[Document extract start]

Electric cars hidden for a reason
Gas prices are high and my ears are becoming numb from the sound of angry consumers. With loud grunts at gas stations and newspaper stories every ÂÂday about the high prices, solutions are falling behind to complaints. Statistics are recited on every news show about the record-breaking increase in oil prices. Either it has never climbed so fast in a week, or never so fast in a day, or never this high in general.
It seems either something needs to be done or we need to just stop complaining. But should we aim the loaded blame gun at now? Car companies, oil companies or the big bad government? The government seemingly does nothing. Bush is sitting in his office watching the oil prices rise as if he is saying, “I told you so. We should have drilled.” Well the government might not be to blame – maybe the car companies and oil companies are lobbying too much to fight back. We too often point the finger at others before we point the finger towards ourselves. We must become smarter consumers of oil before we blame everyone else. We blame everyone else because, let’s face it, it’s easier.
Another topic that comes into play is the rumored technology being withheld from the general public in fear of the oil companies losing money, such as a car that can run on only electricity for around 200 miles without charging. With the daily driving distance for the average American being around 75 miles, it is easy to say this technology is useful and needed. But what if this technology were introduced tomorrow?
With GM laying off employees and car sales for American autos slumping, some say if the car companies had this technology they would be making it. Anything that would sell they would make, right? For a minute let’s say it is true.
The movie Who Killed the Electric Car, about GM’s EV1 car built in the early 1990s, is convincing. It effectively shows that the people in power are hiding something from us. It featured the history of the EV1, a 200-mile range, fully electric car introduced in California. But suddenly GM pulled all cars out of the hands of the owners (who were lent the cars by GM) and the cars were destroyed – never to be heard from again.
But are they as sinister as they appear? Do they hide technology just to fatten their pockets? With our country being built on the gasoline-consuming automobile, what would happen if a solely electric powered car were to be made tomorrow? If the shareholders are keeping this technology from us, is that really a bad thing?
A healthy economy works off of spending. We spend money to make money. The gasoline-powered car literally forces you to spend money on it almost daily, not only on gas. Think about where you live. Now think about how many Auto Zones, Advance Autos, O-Reilly Auto Parts and AC Delco stores are close to you. Now think about how many automotive shops are in your area alone. Now consider this: the technology the powerful people hide from us would eliminate the majority of these businesses.
This technology is supposed to be far simpler than a gasoline engine. An electric car is supposed to not involve any oil, so no oil changes, and primarily very few changeable or replaceable parts would be necessary. Either it works or it doesn’t. So with no need to buy parts from these stores and no need for so many mechanics (of course electric cars would need some work) think about the loss of jobs and businesses. These cars are supposed to be longer lasting, which would in long-term outlook decrease car sales. But with so many Americans out of work automobile sales will the least of people’s worries. It would pull the rug out from underneath the American economy.

[Document extract end]

:: Given exercise a ::
Write out the electric car article word for word, everything from "Another topic that" down to "it is true.".
The article and the records have no connection to each other.

[Excerpted data start]

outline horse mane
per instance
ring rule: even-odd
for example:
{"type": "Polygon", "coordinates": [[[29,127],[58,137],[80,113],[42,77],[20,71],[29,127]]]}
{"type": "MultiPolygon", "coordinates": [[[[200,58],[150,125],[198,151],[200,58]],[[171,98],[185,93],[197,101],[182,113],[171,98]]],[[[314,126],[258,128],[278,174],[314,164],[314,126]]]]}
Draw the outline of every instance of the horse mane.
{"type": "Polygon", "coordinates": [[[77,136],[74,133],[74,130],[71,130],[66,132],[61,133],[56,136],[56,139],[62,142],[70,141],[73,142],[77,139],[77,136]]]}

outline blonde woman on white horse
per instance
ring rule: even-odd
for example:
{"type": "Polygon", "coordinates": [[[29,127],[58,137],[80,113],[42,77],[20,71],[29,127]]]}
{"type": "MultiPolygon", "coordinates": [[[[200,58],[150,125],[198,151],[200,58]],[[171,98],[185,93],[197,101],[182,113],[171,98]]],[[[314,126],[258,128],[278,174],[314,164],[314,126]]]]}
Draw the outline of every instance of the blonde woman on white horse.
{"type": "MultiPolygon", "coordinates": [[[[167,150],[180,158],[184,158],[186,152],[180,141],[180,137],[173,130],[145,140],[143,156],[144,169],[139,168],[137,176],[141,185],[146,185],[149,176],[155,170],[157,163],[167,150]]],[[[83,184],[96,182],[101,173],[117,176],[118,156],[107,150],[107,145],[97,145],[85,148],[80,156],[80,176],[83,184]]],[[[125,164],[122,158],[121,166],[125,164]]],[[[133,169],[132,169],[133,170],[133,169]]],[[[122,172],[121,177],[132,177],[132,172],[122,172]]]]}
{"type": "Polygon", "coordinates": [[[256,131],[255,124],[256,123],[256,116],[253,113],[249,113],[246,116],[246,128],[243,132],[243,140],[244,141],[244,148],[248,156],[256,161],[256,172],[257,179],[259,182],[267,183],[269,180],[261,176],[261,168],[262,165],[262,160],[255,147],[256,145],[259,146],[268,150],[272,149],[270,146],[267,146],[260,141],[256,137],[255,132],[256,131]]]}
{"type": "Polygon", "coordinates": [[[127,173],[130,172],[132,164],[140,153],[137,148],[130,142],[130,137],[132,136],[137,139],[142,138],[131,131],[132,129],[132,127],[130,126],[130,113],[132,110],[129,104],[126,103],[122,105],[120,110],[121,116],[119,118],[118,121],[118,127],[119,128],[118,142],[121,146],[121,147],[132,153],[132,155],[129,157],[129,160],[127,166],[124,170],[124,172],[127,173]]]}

[Excerpted data end]

:: Given exercise b ::
From the records, give again word for word everything from the line containing "outline blonde woman on white horse" down to the line containing "Draw the outline of every instance of the blonde".

:: Output a ::
Another topic that comes into play is the rumored technology being withheld from the general public in fear of the oil companies losing money, such as a car that can run on only electricity for around 200 miles without charging. With the daily driving distance for the average American being around 75 miles, it is easy to say this technology is useful and needed. But what if this technology were introduced tomorrow?
With GM laying off employees and car sales for American autos slumping, some say if the car companies had this technology they would be making it. Anything that would sell they would make, right? For a minute let’s say it is true.

:: Output b ::
outline blonde woman on white horse
per instance
ring rule: even-odd
for example:
{"type": "Polygon", "coordinates": [[[29,127],[58,137],[80,113],[42,77],[20,71],[29,127]]]}
{"type": "MultiPolygon", "coordinates": [[[[200,58],[150,125],[198,151],[200,58]],[[171,98],[185,93],[197,101],[182,113],[171,98]]],[[[314,126],[258,128],[278,174],[314,164],[314,126]]]]}
Draw the outline of every instance of the blonde woman on white horse.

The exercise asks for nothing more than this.